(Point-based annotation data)
=======
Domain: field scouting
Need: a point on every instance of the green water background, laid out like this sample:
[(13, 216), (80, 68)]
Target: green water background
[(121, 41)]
=======
## REQUIREMENT
Please put each line of the listing into a Markdown table with two columns, Row and Line, numbering the rows in order and leaving out any blank lines.

## EXPECTED ANSWER
| Row | Line |
|---|---|
| 1 | Domain: field scouting |
| 2 | Need: a point on every instance of the green water background, laid out like this sample: |
| 3 | [(13, 216), (80, 68)] |
| 4 | Target: green water background |
| 5 | [(121, 41)] |